= REQUIRED TASK =
Starting at the line that contains "Whereabouts is the wooden podium" and ending after the line that contains "top-left (145, 27), bottom-right (178, 63)", write those records out again with their requests, shifting every coordinate in the answers up by 93.

══ SUPPLIED INFORMATION

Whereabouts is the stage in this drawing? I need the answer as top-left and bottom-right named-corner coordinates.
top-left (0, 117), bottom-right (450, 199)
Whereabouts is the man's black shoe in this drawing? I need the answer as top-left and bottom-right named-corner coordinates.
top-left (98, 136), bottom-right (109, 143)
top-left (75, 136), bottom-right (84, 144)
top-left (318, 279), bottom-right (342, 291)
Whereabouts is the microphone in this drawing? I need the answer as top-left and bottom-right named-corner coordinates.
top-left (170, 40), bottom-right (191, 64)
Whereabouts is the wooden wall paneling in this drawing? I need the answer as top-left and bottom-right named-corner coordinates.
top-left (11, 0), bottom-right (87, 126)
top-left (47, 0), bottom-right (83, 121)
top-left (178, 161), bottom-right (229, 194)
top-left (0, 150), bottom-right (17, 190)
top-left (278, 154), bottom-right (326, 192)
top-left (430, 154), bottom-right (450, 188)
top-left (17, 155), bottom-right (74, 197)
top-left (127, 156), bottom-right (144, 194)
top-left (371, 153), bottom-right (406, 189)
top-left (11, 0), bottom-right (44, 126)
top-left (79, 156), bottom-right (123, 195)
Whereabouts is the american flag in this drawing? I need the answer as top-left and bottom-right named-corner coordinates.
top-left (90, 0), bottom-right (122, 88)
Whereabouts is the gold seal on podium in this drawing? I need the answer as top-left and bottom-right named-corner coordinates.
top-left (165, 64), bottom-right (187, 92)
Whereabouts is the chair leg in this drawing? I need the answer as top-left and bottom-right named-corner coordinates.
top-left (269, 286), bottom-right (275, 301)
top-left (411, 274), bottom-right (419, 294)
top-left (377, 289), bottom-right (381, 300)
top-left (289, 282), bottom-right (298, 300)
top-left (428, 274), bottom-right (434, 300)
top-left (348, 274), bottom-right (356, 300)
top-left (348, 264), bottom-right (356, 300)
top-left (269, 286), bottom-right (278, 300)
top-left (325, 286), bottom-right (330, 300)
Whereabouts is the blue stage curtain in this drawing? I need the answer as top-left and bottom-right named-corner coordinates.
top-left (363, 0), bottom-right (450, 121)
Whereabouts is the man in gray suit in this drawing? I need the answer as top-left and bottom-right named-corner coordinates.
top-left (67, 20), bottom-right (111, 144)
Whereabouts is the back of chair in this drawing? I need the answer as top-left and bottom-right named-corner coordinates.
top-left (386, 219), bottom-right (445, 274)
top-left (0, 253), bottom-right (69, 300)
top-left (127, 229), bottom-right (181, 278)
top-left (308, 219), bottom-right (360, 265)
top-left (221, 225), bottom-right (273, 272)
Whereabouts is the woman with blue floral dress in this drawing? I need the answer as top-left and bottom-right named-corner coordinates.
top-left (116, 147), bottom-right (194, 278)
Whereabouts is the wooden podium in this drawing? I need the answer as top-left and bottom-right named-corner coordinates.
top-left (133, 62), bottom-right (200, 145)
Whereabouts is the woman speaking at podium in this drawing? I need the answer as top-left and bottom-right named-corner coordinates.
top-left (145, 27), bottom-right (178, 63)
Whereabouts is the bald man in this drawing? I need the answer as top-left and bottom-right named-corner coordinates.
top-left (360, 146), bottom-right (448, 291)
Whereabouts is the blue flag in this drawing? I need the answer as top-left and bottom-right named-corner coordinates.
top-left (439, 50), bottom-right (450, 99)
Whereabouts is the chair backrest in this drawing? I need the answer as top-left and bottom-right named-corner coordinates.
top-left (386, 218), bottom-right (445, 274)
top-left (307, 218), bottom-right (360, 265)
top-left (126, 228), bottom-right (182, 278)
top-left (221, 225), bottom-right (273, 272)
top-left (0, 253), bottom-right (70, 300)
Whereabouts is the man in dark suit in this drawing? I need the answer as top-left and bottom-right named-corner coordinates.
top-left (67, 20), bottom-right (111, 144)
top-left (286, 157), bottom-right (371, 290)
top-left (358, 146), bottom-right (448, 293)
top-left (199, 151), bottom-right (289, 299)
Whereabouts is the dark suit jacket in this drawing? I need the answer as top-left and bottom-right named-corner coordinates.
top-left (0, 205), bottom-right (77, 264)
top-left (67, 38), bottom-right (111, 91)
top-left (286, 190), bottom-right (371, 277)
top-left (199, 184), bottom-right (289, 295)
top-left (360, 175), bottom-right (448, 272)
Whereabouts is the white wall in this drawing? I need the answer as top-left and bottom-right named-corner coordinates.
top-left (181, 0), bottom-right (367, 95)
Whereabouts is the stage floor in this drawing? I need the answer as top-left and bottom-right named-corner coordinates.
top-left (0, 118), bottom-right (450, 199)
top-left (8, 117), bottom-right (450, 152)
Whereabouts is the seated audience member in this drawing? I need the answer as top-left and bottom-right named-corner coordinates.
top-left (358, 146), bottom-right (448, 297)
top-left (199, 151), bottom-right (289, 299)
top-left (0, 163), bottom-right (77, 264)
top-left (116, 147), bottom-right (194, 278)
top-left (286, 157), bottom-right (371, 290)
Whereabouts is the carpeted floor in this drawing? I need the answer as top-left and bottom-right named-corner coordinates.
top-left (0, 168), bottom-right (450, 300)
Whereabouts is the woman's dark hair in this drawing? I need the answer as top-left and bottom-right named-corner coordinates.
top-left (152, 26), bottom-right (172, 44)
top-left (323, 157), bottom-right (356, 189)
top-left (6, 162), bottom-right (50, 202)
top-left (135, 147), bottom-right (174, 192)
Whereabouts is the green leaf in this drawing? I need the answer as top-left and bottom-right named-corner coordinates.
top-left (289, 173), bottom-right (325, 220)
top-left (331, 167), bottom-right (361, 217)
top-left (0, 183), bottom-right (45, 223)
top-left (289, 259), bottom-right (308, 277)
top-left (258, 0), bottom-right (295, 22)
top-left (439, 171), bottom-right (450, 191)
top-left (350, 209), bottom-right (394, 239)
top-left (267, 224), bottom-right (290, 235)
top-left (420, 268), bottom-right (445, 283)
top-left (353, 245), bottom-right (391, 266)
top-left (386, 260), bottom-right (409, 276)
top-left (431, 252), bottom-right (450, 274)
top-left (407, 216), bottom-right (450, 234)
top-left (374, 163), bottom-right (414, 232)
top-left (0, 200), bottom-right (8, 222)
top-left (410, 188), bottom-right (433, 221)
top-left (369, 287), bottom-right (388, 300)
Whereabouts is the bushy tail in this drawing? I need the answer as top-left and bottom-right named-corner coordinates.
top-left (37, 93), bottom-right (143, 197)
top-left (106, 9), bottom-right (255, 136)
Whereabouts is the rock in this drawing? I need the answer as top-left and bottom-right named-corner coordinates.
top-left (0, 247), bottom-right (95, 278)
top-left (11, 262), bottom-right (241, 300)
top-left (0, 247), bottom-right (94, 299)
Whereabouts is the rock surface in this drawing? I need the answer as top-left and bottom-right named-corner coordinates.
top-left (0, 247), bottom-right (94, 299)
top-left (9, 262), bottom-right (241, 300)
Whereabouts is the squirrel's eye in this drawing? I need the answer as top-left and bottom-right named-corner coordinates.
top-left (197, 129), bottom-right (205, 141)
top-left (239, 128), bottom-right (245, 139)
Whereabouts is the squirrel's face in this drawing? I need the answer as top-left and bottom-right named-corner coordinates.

════

= WRITTEN REPLY =
Whereabouts is the wooden podium in this drawing? I need the answer as top-left and bottom-right named-corner coordinates.
top-left (226, 155), bottom-right (293, 238)
Whereabouts is the woman speaking at podium in this drawing? I need the answer as top-left and bottom-right named-corner coordinates.
top-left (238, 120), bottom-right (271, 156)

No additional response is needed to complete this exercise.